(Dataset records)
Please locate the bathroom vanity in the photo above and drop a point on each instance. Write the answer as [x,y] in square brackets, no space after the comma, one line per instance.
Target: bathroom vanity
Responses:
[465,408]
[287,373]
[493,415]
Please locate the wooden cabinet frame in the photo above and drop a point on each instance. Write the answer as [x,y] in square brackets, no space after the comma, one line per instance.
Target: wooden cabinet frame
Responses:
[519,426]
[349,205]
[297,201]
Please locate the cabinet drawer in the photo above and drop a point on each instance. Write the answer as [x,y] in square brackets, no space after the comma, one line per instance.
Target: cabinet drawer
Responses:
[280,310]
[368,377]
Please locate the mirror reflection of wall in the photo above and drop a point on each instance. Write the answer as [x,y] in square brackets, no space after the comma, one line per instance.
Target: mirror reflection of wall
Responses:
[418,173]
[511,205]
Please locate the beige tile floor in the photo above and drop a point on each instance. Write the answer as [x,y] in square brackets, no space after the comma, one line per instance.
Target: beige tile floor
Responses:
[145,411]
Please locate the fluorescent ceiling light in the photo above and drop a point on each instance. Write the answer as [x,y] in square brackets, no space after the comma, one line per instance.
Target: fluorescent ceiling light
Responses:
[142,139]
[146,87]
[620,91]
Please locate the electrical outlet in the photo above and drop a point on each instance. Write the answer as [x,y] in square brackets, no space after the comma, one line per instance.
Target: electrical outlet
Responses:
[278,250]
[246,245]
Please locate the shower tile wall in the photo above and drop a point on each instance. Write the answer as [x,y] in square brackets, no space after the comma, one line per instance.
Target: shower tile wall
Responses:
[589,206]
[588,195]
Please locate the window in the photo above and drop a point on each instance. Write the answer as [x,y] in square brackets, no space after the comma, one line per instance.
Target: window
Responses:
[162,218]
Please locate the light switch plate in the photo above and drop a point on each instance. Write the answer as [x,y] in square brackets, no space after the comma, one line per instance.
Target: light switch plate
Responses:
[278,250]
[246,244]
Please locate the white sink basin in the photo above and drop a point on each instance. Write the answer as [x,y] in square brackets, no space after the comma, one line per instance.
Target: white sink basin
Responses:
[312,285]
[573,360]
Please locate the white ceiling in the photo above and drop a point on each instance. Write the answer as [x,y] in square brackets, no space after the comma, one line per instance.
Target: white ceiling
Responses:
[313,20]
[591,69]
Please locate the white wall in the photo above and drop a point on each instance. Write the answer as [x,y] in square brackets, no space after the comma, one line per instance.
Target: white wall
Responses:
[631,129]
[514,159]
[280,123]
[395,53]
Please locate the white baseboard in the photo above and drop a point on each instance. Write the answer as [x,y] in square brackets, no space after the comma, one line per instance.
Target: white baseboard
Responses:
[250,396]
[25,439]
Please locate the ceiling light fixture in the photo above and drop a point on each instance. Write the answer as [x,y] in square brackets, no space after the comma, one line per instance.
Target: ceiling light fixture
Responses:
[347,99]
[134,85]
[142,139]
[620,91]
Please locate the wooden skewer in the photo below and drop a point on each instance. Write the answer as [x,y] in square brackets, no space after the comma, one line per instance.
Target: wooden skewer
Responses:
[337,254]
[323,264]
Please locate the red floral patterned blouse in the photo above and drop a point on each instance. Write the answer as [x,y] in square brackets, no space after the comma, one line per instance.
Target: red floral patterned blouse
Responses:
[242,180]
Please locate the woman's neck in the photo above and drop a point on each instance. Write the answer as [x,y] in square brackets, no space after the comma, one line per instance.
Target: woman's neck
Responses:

Exercise — Write the data out again. Match it word for word.

Result of this task —
Please locate the bathroom vanity in the photo above and drop a point on each instance. Write the answer as [x,y] in square brackets, no space after the comma, one line per instance.
Target: bathroom vanity
Responses:
[465,408]
[287,373]
[493,415]
Please locate the wooden cabinet frame in the photo above and drop a point on each instance. Write the answer as [x,y] in square brackets, no space after the comma, one line per instance.
Target: wooden cabinet frame
Responses:
[519,426]
[349,205]
[297,201]
Please locate the cabinet drawer in the photo above and drop a point on each instance. Write the answer as [x,y] in square brackets, no space after the comma, one line per instance.
Target: cabinet drawer
Responses:
[280,310]
[368,377]
Please locate the mirror reflection of wall in the photo above and drop a point on each instance. Write the answer as [x,y] in square brackets, no space after the comma, one line per instance.
Target: mirror reflection of wall
Responses:
[418,173]
[511,205]
Please locate the beige tile floor in the photo above and drop a point on each instance. Write the answer as [x,y] in square brackets, no space after the comma, one line per instance.
Target: beige tile floor
Responses:
[145,411]
Please locate the fluorescent ceiling light in the photo above and drop a point on each instance. Write the answer as [x,y] in square brackets, no space after the comma, one line per instance.
Target: fluorescent ceiling light
Responses:
[142,139]
[146,87]
[620,91]
Please locate the electrical outlet in the photo above and drop a point on each instance. Write the answer as [x,y] in square brackets, no space after the comma, one line per instance.
Target: electrical outlet
Responses:
[278,250]
[246,245]
Please locate the shower tile wall in the photo above and drop a point on each instance. Write the answer as [x,y] in square brackets, no space after the comma, one line per instance.
Target: shower tile wall
Responses:
[589,206]
[588,195]
Please locate the window in the photo above and drop a point on each instance. Write the answer as [x,y] in square brackets, no space after the comma, one line per instance.
Target: window
Responses:
[162,218]
Please locate the light switch plate in the photo above and drop a point on each instance. Write the answer as [x,y] in square brackets, no space after the comma, one line per instance.
Target: light switch plate
Responses:
[278,250]
[246,244]
Please locate the white sink basin in the photo above and drop a point on each instance. Write the answer as [x,y] in square brackets, no space after the comma, one line per instance.
Target: white sink basin
Responses:
[312,285]
[573,360]
Please locate the white ceiling in the photo above and drop a point on each instance. Write the answer as [x,y] in square brackets, no space after the comma, one line per instance.
Target: white ceiling
Responses:
[313,20]
[591,69]
Please locate the white wall in the photo above and drop a point on each instance. Write the answer as [x,y] in square brackets, no space after the comma, one line per instance.
Target: white wall
Responses:
[631,129]
[514,159]
[280,123]
[395,53]
Please locate the white baseboard in the photo above and drop a point on each instance. Write the answer as [x,y] in square brackets, no space after the comma, one line per instance.
Target: white baseboard
Responses:
[250,396]
[25,439]
Please locate the ceiling light fixture in the photo above and drop a point on each instance. Write the answer as [x,y] in square brackets, no space after the comma, one line per instance.
Target: ceiling light fixture
Responses:
[347,99]
[134,85]
[142,139]
[620,91]
Please locate the wooden skewer in the photo below and drop a point on each instance. Write the answer as [x,y] in square brackets, no space after the comma, one line per instance.
Target: wooden skewer
Responses:
[337,254]
[323,264]
Please locate the red floral patterned blouse in the photo above and drop a point on each instance. Write the answer as [x,y] in square brackets, no space after the comma, one line per instance.
Target: red floral patterned blouse
Responses:
[242,180]
Please locate the woman's neck in the photo above and drop a point on each instance. Write the answer as [x,y] in square brackets, no space after the comma, one line per instance.
Target: woman's neck
Responses:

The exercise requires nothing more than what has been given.